Written request: Exclude the pictures, then copy all remaining records exactly.

Available records:
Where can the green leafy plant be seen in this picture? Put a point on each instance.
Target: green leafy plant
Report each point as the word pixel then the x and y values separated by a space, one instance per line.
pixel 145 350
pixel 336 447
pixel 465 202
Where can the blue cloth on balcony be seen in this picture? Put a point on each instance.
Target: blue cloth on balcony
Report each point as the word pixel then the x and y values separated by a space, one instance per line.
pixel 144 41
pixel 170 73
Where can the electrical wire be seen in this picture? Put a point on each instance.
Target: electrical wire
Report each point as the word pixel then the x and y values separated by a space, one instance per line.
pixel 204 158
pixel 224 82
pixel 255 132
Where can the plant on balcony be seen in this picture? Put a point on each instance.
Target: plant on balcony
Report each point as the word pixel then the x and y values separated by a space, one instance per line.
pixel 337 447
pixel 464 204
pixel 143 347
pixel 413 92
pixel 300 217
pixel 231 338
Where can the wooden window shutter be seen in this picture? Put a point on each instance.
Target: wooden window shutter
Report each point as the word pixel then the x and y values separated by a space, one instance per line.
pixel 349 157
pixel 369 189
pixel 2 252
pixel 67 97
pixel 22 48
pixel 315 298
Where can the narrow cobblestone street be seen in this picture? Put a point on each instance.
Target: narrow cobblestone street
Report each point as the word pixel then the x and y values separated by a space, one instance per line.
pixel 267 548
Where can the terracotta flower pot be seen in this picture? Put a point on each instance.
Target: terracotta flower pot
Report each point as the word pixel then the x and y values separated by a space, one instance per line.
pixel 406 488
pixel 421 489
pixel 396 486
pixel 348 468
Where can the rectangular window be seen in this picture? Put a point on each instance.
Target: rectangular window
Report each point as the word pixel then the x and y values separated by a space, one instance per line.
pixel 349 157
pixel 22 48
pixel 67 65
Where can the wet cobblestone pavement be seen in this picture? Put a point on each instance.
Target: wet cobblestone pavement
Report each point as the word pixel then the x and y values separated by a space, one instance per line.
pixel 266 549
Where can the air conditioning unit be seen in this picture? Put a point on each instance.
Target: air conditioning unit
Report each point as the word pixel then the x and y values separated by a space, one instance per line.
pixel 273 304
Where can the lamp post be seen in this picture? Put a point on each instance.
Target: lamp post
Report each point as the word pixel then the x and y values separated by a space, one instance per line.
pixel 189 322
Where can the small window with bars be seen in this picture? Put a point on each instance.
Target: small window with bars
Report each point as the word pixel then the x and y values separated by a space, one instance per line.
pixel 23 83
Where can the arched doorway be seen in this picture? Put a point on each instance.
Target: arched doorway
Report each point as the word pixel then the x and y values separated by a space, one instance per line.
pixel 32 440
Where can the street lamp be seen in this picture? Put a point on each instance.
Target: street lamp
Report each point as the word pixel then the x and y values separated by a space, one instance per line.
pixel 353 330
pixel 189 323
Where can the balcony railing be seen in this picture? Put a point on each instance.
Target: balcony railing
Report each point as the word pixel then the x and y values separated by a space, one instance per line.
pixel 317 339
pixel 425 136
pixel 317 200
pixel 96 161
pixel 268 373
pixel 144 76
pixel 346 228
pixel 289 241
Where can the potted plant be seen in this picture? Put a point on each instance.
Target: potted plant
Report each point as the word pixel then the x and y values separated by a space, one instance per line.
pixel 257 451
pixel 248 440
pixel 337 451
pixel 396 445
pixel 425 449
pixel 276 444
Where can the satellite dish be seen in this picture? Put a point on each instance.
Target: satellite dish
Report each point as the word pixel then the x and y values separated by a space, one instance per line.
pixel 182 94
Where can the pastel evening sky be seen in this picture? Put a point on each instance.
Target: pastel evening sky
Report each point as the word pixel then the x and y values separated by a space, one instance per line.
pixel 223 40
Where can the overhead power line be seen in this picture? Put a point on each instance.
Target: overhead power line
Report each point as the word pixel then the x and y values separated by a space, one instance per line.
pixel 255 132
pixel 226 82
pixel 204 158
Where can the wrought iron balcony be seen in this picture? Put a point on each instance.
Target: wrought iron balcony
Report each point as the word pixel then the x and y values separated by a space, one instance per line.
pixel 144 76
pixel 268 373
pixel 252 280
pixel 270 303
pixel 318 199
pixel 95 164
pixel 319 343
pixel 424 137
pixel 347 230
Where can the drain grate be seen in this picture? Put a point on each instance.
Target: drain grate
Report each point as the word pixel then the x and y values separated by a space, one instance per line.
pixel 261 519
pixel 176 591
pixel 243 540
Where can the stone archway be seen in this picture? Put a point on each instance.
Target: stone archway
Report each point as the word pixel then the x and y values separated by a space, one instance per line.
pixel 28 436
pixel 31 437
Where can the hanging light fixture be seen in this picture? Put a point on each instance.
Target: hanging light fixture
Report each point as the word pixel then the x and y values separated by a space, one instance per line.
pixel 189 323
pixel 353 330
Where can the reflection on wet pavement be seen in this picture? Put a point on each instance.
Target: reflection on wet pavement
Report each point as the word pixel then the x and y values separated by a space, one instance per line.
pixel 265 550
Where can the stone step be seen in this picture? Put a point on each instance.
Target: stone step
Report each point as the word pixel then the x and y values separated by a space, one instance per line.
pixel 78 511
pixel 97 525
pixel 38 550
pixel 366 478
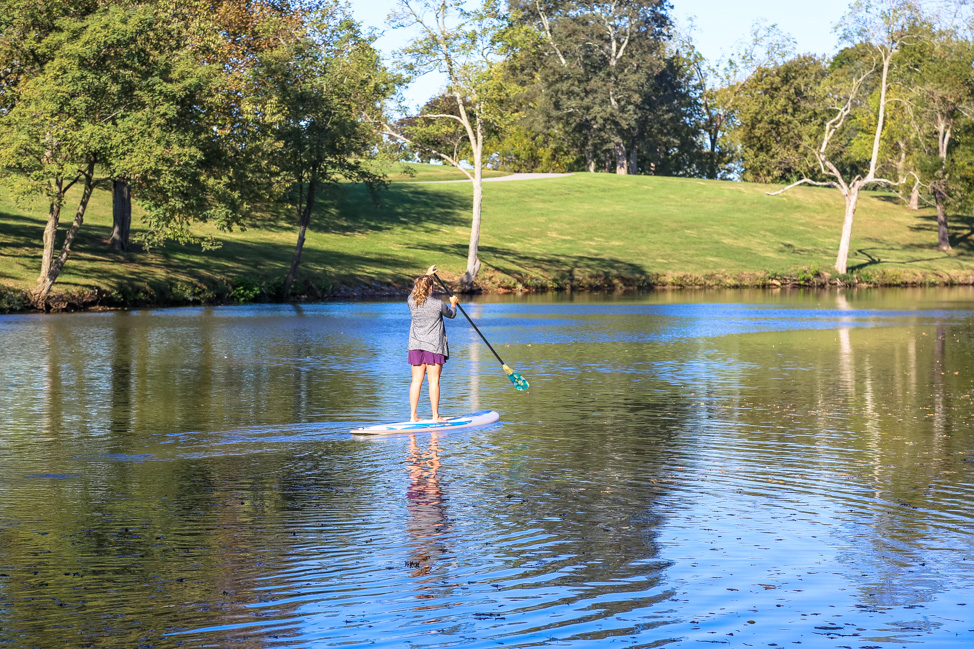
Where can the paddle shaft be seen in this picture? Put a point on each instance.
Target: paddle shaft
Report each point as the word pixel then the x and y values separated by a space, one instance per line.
pixel 445 288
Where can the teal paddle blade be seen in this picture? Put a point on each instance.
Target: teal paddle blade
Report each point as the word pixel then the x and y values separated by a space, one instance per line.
pixel 519 381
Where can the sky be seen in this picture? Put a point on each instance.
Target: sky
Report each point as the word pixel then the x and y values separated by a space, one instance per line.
pixel 719 24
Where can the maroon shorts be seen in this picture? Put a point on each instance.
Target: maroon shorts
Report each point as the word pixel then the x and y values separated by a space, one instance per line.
pixel 420 357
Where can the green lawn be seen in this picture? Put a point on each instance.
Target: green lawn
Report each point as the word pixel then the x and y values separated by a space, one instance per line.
pixel 589 227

The output:
Where can the green leafy plant be seen in this picture? Put a point on each instance.
Target: green leafy plant
Report each point as the word pixel then the x and y values separated by a space, one instance per line.
pixel 145 350
pixel 336 447
pixel 465 202
Where can the blue cloth on balcony be seen in this picture? Put a point on each instance.
Target: blue cloth on balcony
Report each point as the word pixel then the x and y values separated by a space, one instance per line.
pixel 144 41
pixel 170 73
Where can the electrical wire be seen in this picture? Put a point on each instance.
Target: electrical wire
Report each point as the word pixel then the x and y values separated by a space, one instance per line.
pixel 204 158
pixel 224 82
pixel 255 132
Where can the plant on balcony be seen in this picture? Put a point on each instance.
Target: plant on balcony
Report each point as the word pixel then the x and y values separated by a space, one instance per line.
pixel 337 447
pixel 464 204
pixel 143 347
pixel 413 92
pixel 300 217
pixel 231 338
Where can the wooden window shutter be seen in this picture? Put a point on each instance.
Target: wooden window shutter
Report each point as the word pixel then the x and y values separated by a space, one instance per line.
pixel 349 157
pixel 369 189
pixel 2 252
pixel 67 97
pixel 22 48
pixel 315 298
Where can the narrow cobblestone street be seen in this picture? Put a point on each instance.
Target: narrow cobblestone street
Report each point as the word pixel then the x and y values separated by a space, one instance per line.
pixel 267 548
Where can the terracotta flower pot be seen in this picture? Put a point on each instance.
Target: terracotta flower pot
Report each point as the word pixel then the x and y values separated by a space, one instance per line.
pixel 406 488
pixel 421 489
pixel 396 486
pixel 348 468
Where can the rectangular window be seen in this picture? Put a point on each instance.
Target: rectangular window
Report each point as the word pixel then the x and y values separated by a space, one instance per line.
pixel 349 157
pixel 22 48
pixel 67 65
Where can the wet cobblestone pavement be seen in this picture? Put a point on each instance.
Target: wet cobblestone pavement
Report each point as the word pixel then the x and y values separated by a space, one instance per line.
pixel 266 549
Where can the air conditioning unit be seen in this picture? Put a point on each instance.
Target: air conditioning unit
Report each point as the word pixel then the x and y values separated by a space, one instance per line.
pixel 273 304
Where can the lamp post be seen in this picture? Put a point on each instance.
Target: lamp post
Report each point as the word pixel then the x and y values separated by a space, one instance per line.
pixel 189 322
Where can the small window with bars be seen in this picture? Put a point on each instance.
Target: small window with bars
Report each point as the word pixel then the x and y values separated by a space, one instance per line.
pixel 23 83
Where can the arched doorway be seen in this picture? Put a point on each instance.
Target: arched doorway
Report each point as the word pixel then the x and y values separated by a space, one instance per line.
pixel 32 440
Where can the street lamp be seen in this picture? Put a point on each instance.
Target: street lamp
Report each point as the word pixel then the x and y values separated by a space, one instance per line.
pixel 353 330
pixel 189 323
Where can the balcony railing be seen in this picture? Put a point on each instance.
Target: balcony railing
Report each point as the word pixel then the x and y values separated by a space, one instance per line.
pixel 317 339
pixel 425 136
pixel 317 200
pixel 96 161
pixel 268 373
pixel 144 76
pixel 346 228
pixel 289 241
Where can the potted plant be seen in this picture? Put a point on each instance.
Target: potted plant
Report each point as the word pixel then the x and y values separated by a space, one instance per line.
pixel 257 451
pixel 248 440
pixel 337 451
pixel 396 445
pixel 425 449
pixel 276 444
Where can the satellite dish be seen in this picture? Put a point on each instance.
Target: satellite dish
Report each point as the word pixel then the x and y values separated by a space, one instance per line.
pixel 182 94
Where can the pastel evening sky be seen in this picture? Put a point on each instance.
Target: pastel evening sky
Report each point as the word pixel then the x and y values separated by a space, one instance per line.
pixel 223 40
Where can the overhead power line be seen in this picture? Put a point on each instance.
Target: overhead power line
Report each point as the word pixel then the x and y values separated by a space, one instance per line.
pixel 255 132
pixel 226 82
pixel 204 158
Where can the wrought iron balcony be seen in this picture? Put a point on each instance.
Target: wrought iron balcony
Report each point as the word pixel then the x and y values separated by a space, one instance per line.
pixel 144 76
pixel 268 373
pixel 252 280
pixel 270 303
pixel 318 199
pixel 95 164
pixel 319 343
pixel 424 137
pixel 347 230
Where can the drain grate be seen in this picture? Put a point on each instance.
Target: drain grate
Report each point as the word pixel then the x and y values separated by a space, one instance per line.
pixel 261 519
pixel 176 591
pixel 243 540
Where can the stone archway be seen in this picture? Put a point on each instance.
Target: stone archway
Report each point as the word pixel then the x and y values separated by a space, one instance per line.
pixel 28 436
pixel 31 437
Where can the hanging light fixture be seen in this picture? Put a point on each instance.
Target: hanging light fixture
Report each point as the word pixel then the x and y values separated by a space, one instance per line.
pixel 189 323
pixel 353 330
Where can the reflection on wet pavement be seen in this picture? Put a point on each instance.
Target: reflection on wet pavement
Report each point as the word pixel then the x and y values separated by a space, one instance per line.
pixel 265 550
Where can the stone step be seen in this picture? Put a point on each instance.
Target: stone step
Report each point as the word pixel then the x and y values separated by a space, one instance per line.
pixel 78 511
pixel 97 525
pixel 38 550
pixel 366 478
Where can the paddle shaft be seen in this picture? Put a point on each instance.
Target: paddle shaft
Report each point as the word pixel then the x and y values separated by a space, one instance per line.
pixel 445 288
Where can the teal paddle blade be seen in this picture? Put a point on each instance.
Target: teal paddle blade
Report each point as the word pixel then the x and y values separated by a space, one instance per line.
pixel 519 381
Where can the sky be seen in this picture? Put a point on each instance.
Target: sky
Report each point as the word pixel then the x and y values separated by a space, one instance per line.
pixel 719 24
Where can the maroon shorts be seen in this picture? Put a point on each instance.
Target: maroon shorts
Report each point as the word pixel then the x and y values separated by a space, one instance per line.
pixel 420 357
Where can the green lawn be seen in this picture? Put a point on each instance.
Target: green lawn
Report each point as the word pixel then the x and y values separated by a space, one instance per line.
pixel 589 227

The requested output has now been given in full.